Region pointing data:

☆ ☆ ☆ ☆ ☆

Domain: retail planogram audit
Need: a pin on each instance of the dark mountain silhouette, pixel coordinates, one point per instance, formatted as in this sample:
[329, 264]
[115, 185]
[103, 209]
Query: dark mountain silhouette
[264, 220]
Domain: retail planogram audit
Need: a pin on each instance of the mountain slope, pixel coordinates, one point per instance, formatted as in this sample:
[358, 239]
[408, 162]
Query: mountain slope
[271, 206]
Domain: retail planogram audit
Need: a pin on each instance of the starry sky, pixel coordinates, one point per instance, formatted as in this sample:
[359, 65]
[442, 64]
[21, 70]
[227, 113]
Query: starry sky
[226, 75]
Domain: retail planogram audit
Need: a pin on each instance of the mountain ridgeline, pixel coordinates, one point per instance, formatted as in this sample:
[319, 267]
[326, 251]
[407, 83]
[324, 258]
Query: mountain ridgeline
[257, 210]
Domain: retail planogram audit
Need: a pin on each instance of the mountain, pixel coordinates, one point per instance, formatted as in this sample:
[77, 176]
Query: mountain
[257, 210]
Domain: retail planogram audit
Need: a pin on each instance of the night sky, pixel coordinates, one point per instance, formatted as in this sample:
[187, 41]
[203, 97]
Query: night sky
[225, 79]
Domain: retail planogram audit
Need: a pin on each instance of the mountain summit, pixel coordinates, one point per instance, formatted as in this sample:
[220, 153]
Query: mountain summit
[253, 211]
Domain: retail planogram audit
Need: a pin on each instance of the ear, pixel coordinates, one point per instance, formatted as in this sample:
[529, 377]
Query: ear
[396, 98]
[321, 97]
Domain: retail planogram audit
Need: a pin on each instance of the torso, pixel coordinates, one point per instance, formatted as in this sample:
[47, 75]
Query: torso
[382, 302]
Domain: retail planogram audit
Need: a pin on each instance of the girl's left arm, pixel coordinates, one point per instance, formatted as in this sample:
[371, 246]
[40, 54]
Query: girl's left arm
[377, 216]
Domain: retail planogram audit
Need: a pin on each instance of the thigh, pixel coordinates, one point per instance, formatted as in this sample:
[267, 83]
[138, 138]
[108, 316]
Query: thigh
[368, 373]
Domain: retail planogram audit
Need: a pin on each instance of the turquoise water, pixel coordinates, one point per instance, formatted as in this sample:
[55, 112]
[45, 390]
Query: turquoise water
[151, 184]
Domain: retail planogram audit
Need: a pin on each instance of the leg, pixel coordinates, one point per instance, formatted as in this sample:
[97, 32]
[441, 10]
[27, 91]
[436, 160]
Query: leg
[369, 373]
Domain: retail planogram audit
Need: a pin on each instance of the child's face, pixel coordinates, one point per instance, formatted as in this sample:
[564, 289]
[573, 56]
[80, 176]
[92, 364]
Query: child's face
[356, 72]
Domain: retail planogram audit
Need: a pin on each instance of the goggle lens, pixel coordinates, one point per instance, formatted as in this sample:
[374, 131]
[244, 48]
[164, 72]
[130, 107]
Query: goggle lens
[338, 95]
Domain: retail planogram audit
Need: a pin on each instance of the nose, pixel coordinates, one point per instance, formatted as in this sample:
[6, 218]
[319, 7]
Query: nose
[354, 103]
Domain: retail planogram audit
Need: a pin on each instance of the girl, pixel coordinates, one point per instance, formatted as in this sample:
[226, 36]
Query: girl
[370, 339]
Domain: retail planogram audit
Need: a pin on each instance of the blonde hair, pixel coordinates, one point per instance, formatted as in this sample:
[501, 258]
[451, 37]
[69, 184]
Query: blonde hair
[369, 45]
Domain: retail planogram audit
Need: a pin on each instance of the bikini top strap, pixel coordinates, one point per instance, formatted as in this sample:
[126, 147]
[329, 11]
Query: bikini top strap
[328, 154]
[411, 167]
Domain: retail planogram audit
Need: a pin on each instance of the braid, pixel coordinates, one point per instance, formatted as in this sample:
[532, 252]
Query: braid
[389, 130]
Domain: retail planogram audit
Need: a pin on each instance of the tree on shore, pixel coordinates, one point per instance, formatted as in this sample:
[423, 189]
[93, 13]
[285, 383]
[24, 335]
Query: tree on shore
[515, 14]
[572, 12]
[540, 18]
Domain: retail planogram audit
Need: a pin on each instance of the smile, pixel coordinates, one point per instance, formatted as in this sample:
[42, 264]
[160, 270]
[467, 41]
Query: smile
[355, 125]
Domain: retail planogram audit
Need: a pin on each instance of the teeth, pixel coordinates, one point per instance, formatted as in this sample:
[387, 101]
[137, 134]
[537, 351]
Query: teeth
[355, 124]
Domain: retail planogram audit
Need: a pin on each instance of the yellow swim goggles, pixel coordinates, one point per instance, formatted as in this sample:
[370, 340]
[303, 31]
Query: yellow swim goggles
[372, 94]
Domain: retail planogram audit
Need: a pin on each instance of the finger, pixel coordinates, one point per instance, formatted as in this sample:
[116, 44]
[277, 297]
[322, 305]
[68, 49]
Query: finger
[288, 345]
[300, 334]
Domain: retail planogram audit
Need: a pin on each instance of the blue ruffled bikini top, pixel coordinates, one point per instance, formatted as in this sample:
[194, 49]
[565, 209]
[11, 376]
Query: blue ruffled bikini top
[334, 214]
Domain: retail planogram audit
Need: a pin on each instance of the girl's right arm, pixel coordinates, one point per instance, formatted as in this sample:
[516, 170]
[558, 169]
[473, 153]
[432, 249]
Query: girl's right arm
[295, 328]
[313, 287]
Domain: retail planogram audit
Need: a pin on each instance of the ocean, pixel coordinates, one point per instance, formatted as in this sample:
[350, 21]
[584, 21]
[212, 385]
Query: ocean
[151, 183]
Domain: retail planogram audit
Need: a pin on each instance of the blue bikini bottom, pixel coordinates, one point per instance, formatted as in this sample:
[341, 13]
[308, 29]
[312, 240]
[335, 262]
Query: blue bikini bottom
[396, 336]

☆ ☆ ☆ ☆ ☆

Exercise description: Retype every line of the data, keeping each one exactly as it is.

Solved problem:
Domain: retail planogram audit
Need: a pin on each instance of the dark mountain silhouette, pixel coordinates, one point per instance, formatted as in this sample:
[329, 264]
[115, 185]
[103, 209]
Query: dark mountain silhouette
[264, 220]
Domain: retail planogram audit
Need: a pin on each instance of the mountain slope, pixel coordinates, one point per instance, formatted as in this sample:
[358, 239]
[408, 162]
Query: mountain slope
[271, 206]
Domain: retail planogram audit
Need: a pin on each instance of the starry sky, pixel coordinates, one point per instance, formatted as in this sample:
[359, 65]
[442, 64]
[21, 70]
[227, 113]
Query: starry sky
[226, 75]
Domain: retail planogram audit
Need: a pin on each instance of the mountain ridgeline, pixel coordinates, one point per instance, formatted as in this sample:
[319, 267]
[326, 251]
[407, 83]
[324, 258]
Query: mountain ridgeline
[257, 210]
Domain: retail planogram audit
Need: a pin on each instance of the mountain, pixel coordinates, one point per instance, formatted as in this sample:
[77, 176]
Query: mountain
[257, 210]
Domain: retail planogram audit
Need: a pin on each instance of the night sky, pixel coordinates, one point per instance, formatted as in this sample:
[187, 41]
[203, 97]
Query: night sky
[225, 79]
Domain: retail planogram audit
Need: a pin on each instance of the mountain summit, pixel coordinates, one point per instance, formatted as in this sample:
[220, 153]
Query: mountain summit
[253, 211]
Domain: retail planogram audit
Need: a pin on each instance of the ear, pixel coordinates, one point per instance, formatted as in this sample:
[529, 377]
Query: ear
[396, 98]
[321, 97]
Domain: retail planogram audit
Need: a pin on each instance of the torso, pixel coordinates, one point per instance, formatted as in this sample:
[47, 75]
Query: torso
[382, 302]
Domain: retail planogram audit
Need: a pin on each instance of the girl's left arm, pixel coordinates, one point per instance, formatted as in this sample:
[371, 246]
[40, 54]
Query: girl's left arm
[377, 216]
Domain: retail planogram audit
Need: a pin on each instance of the thigh, pixel coordinates, one point per instance, formatted as in this sample:
[267, 83]
[138, 138]
[108, 316]
Query: thigh
[368, 373]
Domain: retail planogram audit
Need: a pin on each instance of the turquoise water, pixel coordinates, one point per instance, formatted as in this sample:
[55, 112]
[45, 390]
Query: turquoise water
[151, 184]
Domain: retail planogram audit
Need: a pin on each instance of the leg, pixel coordinates, one point per instance, formatted as in this sample:
[97, 32]
[441, 10]
[27, 91]
[436, 160]
Query: leg
[369, 373]
Domain: retail planogram audit
Need: a pin on each instance of the child's face, pixel coordinates, one point per instance, formatted as in this sample:
[564, 289]
[573, 56]
[80, 176]
[92, 364]
Query: child's face
[356, 72]
Domain: retail planogram audit
Need: a pin on each instance of the goggle lens, pixel coordinates, one point per instance, formatted as in this sample:
[374, 131]
[244, 48]
[164, 72]
[130, 107]
Query: goggle lens
[338, 95]
Domain: retail planogram audit
Need: a pin on each instance of the nose, pixel coordinates, one point per instance, formatted as in this sample:
[6, 218]
[319, 7]
Query: nose
[354, 103]
Domain: retail planogram audit
Need: a pin on each instance of the girl, pixel coordinates, one point per instance, formatted as in this sample:
[226, 36]
Query: girl
[370, 339]
Domain: retail planogram audit
Need: a pin on each instance of the blonde hair, pixel coordinates, one point per instance, formatted as in this sample:
[501, 258]
[451, 37]
[69, 184]
Query: blonde hair
[369, 45]
Domain: retail planogram audit
Need: a pin on each instance of the bikini top strap, pixel coordinates, one point per instance, formatted as in this sample:
[126, 147]
[329, 11]
Query: bikini top strap
[328, 154]
[411, 167]
Domain: retail planogram audit
Need: a pin on each instance of the braid, pixel coordinates, one point per instance, formatted as in this sample:
[532, 252]
Query: braid
[389, 130]
Domain: retail planogram audit
Need: a pin on each instance of the tree on shore, pixel coordinates, one point per instance, formatted as in this sample:
[423, 189]
[93, 13]
[285, 383]
[24, 335]
Query: tree on shore
[515, 14]
[572, 12]
[540, 18]
Domain: retail planogram audit
Need: a pin on each instance of the smile, pixel coordinates, one point per instance, formatted as in this sample:
[42, 264]
[160, 270]
[467, 41]
Query: smile
[355, 125]
Domain: retail planogram audit
Need: a pin on each instance of the teeth, pixel coordinates, one point per instance, formatted as in this sample:
[387, 101]
[137, 134]
[537, 351]
Query: teeth
[355, 124]
Domain: retail planogram audit
Need: a pin on each instance of the yellow swim goggles, pixel coordinates, one point per instance, formatted as in this sample:
[370, 340]
[303, 31]
Query: yellow swim goggles
[372, 94]
Domain: retail planogram audit
Need: a pin on each instance of the finger, pixel coordinates, one point per instance, formatted as in this sample:
[116, 44]
[277, 297]
[322, 305]
[68, 49]
Query: finger
[288, 345]
[300, 334]
Domain: retail planogram audit
Need: a pin on each instance of the blue ruffled bikini top, pixel coordinates, one point per instance, formatted as in this sample:
[194, 49]
[565, 209]
[11, 376]
Query: blue ruffled bikini top
[334, 214]
Domain: retail planogram audit
Need: a pin on each instance of the girl's right arm, pixel coordinates, one point per instance, formatted as in this sample:
[516, 170]
[558, 169]
[473, 153]
[432, 249]
Query: girl's right arm
[295, 328]
[313, 287]
Domain: retail planogram audit
Need: a pin on each instance of the ocean, pixel coordinates, one point per instance, formatted as in this sample:
[350, 21]
[584, 21]
[212, 385]
Query: ocean
[151, 183]
Domain: retail planogram audit
Need: a pin on each instance of the blue bikini bottom, pixel coordinates, one point per instance, formatted as in this sample:
[341, 13]
[308, 29]
[312, 240]
[335, 262]
Query: blue bikini bottom
[396, 336]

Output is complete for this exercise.